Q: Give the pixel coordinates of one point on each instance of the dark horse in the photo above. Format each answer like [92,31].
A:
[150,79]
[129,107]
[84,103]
══════
## Your assignment:
Return every line of the data unchanged.

## Answer area:
Q: Give the pixel coordinates of one point on each instance of the dark horse in the photo above. Format each answer like [92,31].
A:
[150,79]
[129,107]
[84,103]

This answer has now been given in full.